*** Data supplied Section Begins ***
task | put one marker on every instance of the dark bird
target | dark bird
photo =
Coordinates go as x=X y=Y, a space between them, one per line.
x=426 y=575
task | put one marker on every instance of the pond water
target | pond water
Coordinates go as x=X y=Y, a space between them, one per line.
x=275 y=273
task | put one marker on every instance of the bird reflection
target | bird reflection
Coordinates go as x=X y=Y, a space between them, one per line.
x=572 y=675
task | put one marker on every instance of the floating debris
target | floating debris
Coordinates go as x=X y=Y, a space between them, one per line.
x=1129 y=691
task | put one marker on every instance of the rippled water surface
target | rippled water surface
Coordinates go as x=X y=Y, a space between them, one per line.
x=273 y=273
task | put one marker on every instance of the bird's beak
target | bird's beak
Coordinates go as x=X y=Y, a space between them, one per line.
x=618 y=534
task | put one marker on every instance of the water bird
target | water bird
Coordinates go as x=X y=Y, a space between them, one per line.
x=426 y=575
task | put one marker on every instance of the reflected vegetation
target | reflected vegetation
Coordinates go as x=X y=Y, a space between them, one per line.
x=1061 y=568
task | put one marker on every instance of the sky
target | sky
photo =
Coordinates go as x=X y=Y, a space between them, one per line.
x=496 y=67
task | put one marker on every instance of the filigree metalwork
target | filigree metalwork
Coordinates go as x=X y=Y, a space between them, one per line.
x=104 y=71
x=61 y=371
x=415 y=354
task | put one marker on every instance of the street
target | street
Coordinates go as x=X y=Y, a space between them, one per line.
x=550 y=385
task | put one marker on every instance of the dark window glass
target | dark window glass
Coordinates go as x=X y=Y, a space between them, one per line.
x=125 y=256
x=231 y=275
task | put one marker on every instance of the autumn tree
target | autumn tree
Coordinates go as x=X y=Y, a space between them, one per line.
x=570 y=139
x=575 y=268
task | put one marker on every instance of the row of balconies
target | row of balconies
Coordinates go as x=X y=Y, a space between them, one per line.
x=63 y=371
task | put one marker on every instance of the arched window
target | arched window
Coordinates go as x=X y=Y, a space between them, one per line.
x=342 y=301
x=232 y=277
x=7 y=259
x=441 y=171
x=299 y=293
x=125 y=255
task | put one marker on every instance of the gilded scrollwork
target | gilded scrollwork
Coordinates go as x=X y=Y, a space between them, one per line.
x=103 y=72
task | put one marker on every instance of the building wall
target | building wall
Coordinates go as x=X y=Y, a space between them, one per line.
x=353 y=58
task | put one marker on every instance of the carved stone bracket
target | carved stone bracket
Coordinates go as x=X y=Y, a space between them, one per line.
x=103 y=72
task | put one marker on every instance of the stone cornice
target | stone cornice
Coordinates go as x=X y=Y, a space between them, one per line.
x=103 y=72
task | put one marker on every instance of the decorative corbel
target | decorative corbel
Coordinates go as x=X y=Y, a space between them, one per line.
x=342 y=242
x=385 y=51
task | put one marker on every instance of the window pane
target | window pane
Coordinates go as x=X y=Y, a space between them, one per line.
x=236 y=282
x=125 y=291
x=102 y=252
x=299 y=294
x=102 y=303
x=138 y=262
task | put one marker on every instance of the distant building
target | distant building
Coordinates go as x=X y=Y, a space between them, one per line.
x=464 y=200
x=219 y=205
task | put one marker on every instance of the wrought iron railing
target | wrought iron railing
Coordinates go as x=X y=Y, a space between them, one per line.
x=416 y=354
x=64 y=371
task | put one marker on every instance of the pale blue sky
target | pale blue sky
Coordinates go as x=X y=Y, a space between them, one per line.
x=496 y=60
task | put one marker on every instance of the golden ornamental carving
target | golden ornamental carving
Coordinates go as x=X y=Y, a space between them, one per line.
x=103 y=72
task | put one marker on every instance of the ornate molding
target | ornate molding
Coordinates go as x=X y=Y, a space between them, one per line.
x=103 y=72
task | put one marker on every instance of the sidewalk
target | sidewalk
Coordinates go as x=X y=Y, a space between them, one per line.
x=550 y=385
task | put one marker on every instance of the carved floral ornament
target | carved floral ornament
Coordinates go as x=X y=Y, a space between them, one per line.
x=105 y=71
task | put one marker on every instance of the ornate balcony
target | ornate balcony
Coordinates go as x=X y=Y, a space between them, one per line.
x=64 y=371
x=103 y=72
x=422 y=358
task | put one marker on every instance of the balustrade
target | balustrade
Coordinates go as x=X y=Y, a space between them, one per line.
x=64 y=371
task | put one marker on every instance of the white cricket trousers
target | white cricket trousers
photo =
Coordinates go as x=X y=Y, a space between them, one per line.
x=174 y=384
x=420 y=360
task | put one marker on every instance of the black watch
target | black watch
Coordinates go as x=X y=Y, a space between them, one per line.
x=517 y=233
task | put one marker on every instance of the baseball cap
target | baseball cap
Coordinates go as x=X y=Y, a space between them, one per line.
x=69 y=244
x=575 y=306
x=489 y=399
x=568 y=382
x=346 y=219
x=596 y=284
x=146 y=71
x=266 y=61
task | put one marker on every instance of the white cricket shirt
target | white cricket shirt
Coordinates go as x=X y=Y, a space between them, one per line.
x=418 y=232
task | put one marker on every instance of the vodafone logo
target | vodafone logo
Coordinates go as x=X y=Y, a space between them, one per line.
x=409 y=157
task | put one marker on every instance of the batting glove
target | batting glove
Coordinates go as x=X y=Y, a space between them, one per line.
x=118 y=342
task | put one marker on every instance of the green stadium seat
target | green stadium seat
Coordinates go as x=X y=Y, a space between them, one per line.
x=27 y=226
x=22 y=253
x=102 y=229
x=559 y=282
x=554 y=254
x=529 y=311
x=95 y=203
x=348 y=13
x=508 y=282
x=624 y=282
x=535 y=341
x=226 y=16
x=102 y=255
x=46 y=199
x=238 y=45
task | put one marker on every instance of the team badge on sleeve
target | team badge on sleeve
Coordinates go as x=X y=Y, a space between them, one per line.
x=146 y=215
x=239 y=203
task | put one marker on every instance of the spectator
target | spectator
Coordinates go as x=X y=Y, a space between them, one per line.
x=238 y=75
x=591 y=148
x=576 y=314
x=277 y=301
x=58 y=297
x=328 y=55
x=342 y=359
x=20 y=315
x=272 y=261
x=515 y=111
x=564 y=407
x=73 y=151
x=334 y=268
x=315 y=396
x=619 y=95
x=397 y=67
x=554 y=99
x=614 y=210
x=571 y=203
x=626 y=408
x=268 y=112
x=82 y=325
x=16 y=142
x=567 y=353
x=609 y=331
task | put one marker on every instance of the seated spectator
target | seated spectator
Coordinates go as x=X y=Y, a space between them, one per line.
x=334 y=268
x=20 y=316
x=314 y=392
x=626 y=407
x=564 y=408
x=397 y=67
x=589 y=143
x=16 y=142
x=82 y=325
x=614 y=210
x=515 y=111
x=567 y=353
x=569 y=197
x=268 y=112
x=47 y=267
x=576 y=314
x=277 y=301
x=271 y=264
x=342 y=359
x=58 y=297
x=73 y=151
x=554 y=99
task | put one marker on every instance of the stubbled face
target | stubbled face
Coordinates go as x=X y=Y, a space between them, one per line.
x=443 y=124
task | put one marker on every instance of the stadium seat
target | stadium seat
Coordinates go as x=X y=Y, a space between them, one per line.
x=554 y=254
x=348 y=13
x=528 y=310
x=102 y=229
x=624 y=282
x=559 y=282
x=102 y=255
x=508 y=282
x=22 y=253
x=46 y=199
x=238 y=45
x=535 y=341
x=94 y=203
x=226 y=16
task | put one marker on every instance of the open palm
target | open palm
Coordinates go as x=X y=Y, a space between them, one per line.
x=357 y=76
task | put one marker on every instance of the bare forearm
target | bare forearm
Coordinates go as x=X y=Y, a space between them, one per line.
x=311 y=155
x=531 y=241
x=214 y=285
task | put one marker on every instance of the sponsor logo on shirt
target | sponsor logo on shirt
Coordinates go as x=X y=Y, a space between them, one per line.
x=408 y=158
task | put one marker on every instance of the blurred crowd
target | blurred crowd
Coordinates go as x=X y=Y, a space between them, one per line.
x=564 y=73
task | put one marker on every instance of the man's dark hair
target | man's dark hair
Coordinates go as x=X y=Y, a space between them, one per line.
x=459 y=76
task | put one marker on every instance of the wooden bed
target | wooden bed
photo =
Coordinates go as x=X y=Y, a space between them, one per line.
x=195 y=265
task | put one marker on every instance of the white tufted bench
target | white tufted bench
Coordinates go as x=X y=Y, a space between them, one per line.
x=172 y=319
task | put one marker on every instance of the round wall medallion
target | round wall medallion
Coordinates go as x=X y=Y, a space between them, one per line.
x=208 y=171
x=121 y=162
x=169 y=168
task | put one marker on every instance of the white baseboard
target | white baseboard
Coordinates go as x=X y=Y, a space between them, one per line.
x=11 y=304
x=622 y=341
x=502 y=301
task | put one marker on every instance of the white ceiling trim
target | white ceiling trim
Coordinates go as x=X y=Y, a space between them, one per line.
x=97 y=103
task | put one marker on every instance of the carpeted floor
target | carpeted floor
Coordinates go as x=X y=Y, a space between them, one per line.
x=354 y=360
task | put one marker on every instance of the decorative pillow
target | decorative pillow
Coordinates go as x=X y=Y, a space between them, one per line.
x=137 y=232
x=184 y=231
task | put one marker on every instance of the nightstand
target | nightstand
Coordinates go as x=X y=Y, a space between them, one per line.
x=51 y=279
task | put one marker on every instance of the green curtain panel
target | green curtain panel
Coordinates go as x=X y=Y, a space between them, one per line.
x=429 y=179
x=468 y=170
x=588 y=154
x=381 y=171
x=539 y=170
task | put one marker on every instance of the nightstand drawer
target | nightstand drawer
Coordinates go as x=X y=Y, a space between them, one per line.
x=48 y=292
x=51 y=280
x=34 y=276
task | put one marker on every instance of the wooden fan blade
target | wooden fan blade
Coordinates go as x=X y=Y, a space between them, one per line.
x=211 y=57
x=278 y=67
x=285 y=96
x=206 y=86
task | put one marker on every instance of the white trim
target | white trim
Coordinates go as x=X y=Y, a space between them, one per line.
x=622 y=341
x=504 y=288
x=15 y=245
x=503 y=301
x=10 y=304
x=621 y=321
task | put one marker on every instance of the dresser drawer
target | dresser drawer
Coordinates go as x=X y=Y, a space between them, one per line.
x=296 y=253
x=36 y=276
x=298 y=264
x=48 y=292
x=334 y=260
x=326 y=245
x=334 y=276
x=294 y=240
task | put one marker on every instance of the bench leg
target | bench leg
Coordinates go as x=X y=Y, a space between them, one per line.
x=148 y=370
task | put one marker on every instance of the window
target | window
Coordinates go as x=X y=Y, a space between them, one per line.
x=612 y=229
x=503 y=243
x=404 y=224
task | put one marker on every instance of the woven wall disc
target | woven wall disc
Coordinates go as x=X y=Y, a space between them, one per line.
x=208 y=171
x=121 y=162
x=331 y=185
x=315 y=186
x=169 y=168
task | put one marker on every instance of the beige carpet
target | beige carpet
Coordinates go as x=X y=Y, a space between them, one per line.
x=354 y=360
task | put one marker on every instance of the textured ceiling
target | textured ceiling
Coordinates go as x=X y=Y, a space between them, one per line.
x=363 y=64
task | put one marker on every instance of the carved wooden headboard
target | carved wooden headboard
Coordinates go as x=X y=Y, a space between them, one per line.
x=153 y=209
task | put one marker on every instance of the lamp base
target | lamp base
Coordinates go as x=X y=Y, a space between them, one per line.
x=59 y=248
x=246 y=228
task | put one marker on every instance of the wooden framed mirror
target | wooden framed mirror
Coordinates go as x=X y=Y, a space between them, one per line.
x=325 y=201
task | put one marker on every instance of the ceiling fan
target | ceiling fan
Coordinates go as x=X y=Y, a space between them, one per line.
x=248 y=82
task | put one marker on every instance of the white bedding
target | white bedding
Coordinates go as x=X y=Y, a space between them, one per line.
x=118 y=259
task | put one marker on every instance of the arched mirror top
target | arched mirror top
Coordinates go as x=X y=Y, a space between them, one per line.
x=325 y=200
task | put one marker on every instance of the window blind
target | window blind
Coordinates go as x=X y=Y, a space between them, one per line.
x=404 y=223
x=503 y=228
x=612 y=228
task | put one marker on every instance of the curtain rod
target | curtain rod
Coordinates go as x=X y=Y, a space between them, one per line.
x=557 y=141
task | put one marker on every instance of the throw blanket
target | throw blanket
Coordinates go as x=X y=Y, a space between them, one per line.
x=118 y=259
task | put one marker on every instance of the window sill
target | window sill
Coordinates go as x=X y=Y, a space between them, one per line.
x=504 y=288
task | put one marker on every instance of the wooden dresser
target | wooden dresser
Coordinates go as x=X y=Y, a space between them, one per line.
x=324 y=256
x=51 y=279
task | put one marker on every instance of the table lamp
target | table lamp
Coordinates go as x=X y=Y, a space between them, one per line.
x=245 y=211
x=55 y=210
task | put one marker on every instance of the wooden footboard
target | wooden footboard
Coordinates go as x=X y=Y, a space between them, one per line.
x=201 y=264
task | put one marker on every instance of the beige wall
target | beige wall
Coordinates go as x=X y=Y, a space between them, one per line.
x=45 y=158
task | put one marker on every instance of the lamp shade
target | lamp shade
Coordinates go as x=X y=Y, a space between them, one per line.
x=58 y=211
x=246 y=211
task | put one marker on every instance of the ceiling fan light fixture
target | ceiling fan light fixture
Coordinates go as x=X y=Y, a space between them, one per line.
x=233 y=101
*** Data supplied Section Ends ***
**Exercise**: Reproduce verbatim the lines above, from the line with "task | put one marker on every instance of the seated" through the line with "task | put one marker on every instance of the stubbled".

**Output below**:
task | put one marker on every instance of the seated spectator
target | seated spectator
Coordinates go as x=X y=Y, a space between them, one per line.
x=334 y=268
x=20 y=316
x=314 y=392
x=626 y=407
x=564 y=408
x=397 y=67
x=589 y=143
x=16 y=142
x=82 y=325
x=614 y=210
x=515 y=111
x=567 y=353
x=569 y=197
x=268 y=112
x=47 y=267
x=576 y=314
x=277 y=301
x=271 y=264
x=342 y=359
x=58 y=297
x=73 y=151
x=554 y=99
task | put one marker on every instance of the stubbled face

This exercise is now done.